» Tarefa escrita a
Segundo o trecho sobre Cuba abaixo, por que durou pouco o período em que Cuba foi "porta-voz" dos países periféricos? Explique em uma a três frases.

» Trecho da página
************

Interessante notar é que essa atuação do governo cubano insere para as relações internacionais o tema da revolução, dando indícios sobre a possibilidade de se pensar a interação entre os Estados de uma outra forma. Esse é um aspecto muitas vezes desconsiderado pelo pensamento político voltado para as relações internacionais. Na maioria dos casos, a teoria política que trata das relações entre os Estados se restringe aos acordos puramente institucionais e formais. Destacando os aspectos jurídicos existentes nos diversos aparelhos estatais, sem abrir a possibilidade de se pensar laços que priorizem justamente a ruptura com tais estruturas.

Diferentemente da fórmula adotada pelos soviéticos, fundada na tática da ocupação territorial e na imposição política sobre seus vizinhos, numa tentativa desesperada para ampliar o “socialismo” pelo mundo, Cuba se posicionou de modo que as particularidades dos países auxiliados não foram agredidas. Esse é um dado importante que demonstra a possibilidade de entender as relações internacionais a partir de um outro olhar, mais próximo da tentativa de superar as contradições geradas pelo capitalismo, em escala mundial.

De qualquer maneira, esse período em que Cuba se tornou “porta-voz” dos países periféricos, não teve longa duração. Com a crise do bloco soviético, entre finais da década de 1980 e início dos anos 90, a dependência da Ilha em relação a Moscou ficou evidente. Agora, a ajuda vinda do Leste europeu seria drasticamente cortada. O Ocidente capitalista, liderado pelos EUA, passava a ser a única referência aos demais povos do mundo. Cuba e seu governo sentem rapidamente tal alteração geopolítica. Como o autor aponta, em decorrência do novo cenário, entre os anos de 1989 e 1991, o governo da Ilha trouxe de volta ao país cerca de 300 mil cubanos em combates na África, Ásia e América Latina.

************

» Dados guardados
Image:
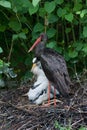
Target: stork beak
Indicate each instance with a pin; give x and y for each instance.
(35, 43)
(33, 66)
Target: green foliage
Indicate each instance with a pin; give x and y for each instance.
(65, 24)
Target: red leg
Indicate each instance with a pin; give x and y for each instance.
(54, 97)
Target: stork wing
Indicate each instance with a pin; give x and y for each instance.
(56, 71)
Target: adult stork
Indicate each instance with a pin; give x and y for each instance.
(53, 64)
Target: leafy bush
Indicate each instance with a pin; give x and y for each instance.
(65, 23)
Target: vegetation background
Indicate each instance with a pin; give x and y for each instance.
(21, 21)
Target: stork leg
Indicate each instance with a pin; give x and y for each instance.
(49, 87)
(54, 97)
(48, 103)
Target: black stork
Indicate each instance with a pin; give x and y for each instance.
(53, 64)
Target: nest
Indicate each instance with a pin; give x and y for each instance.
(16, 113)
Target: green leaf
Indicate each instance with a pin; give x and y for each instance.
(52, 18)
(35, 2)
(1, 50)
(82, 128)
(22, 35)
(20, 5)
(78, 46)
(83, 13)
(1, 63)
(85, 49)
(5, 3)
(38, 27)
(51, 44)
(15, 25)
(73, 53)
(15, 37)
(51, 32)
(77, 6)
(85, 31)
(42, 12)
(49, 6)
(69, 17)
(19, 35)
(61, 12)
(2, 28)
(68, 30)
(59, 1)
(33, 9)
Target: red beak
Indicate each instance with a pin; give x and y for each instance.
(35, 43)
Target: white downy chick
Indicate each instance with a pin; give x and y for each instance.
(39, 91)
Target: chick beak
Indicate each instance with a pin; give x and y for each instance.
(33, 66)
(35, 44)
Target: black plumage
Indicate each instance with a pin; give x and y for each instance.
(53, 65)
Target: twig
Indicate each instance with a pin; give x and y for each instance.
(75, 123)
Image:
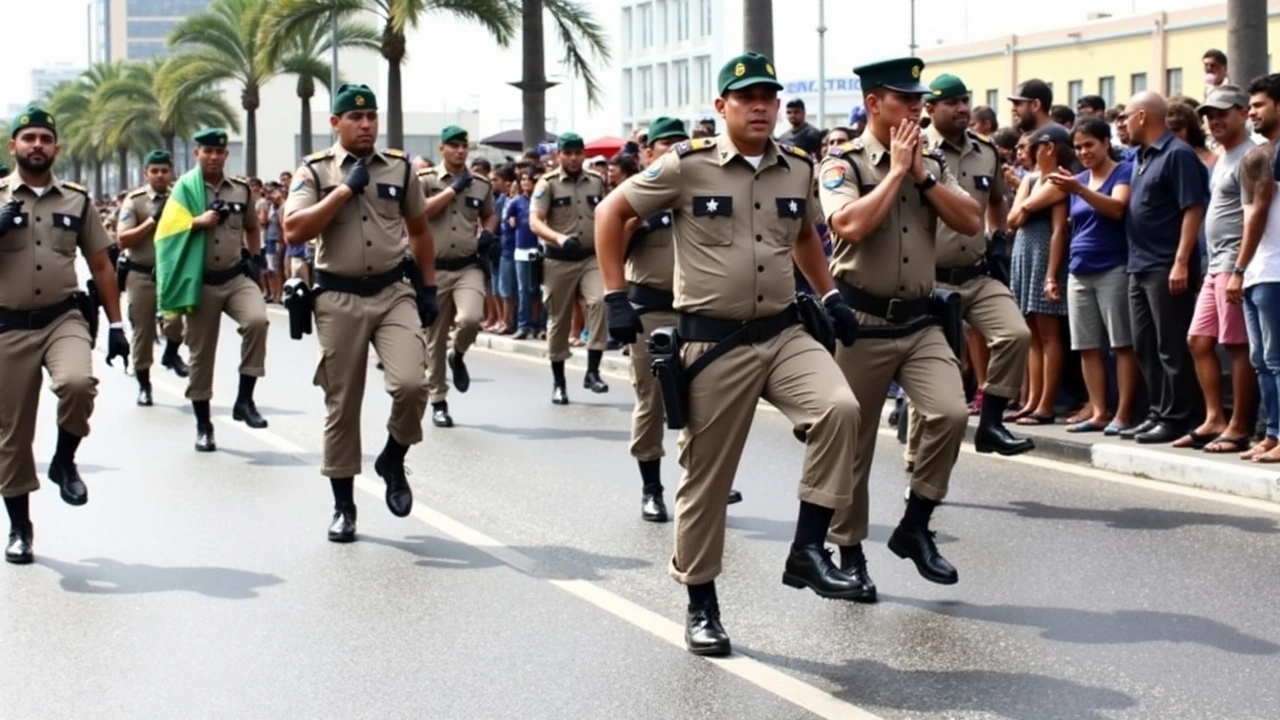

************

» Tarefa escrita b
Reproduza a listagem acima começando pela linha que contém "Target: twig" e seguindo até o fim dela, com essa primeira linha incluída. Deixe as imagens de fora da resposta.

» Resposta da tarefa a
Porque, com a crise do bloco soviético entre o fim da década de 1980 e o início dos anos 90, ficou evidente a dependência da Ilha em relação a Moscou, e a ajuda vinda do Leste europeu seria drasticamente cortada. Com isso, o Ocidente capitalista, liderado pelos EUA, passou a ser a única referência aos demais povos do mundo, e Cuba sentiu rapidamente essa mudança geopolítica.

» Resposta da tarefa b
Target: twig
Indicate each instance with a pin; give x and y for each instance.
(75, 123)
Image:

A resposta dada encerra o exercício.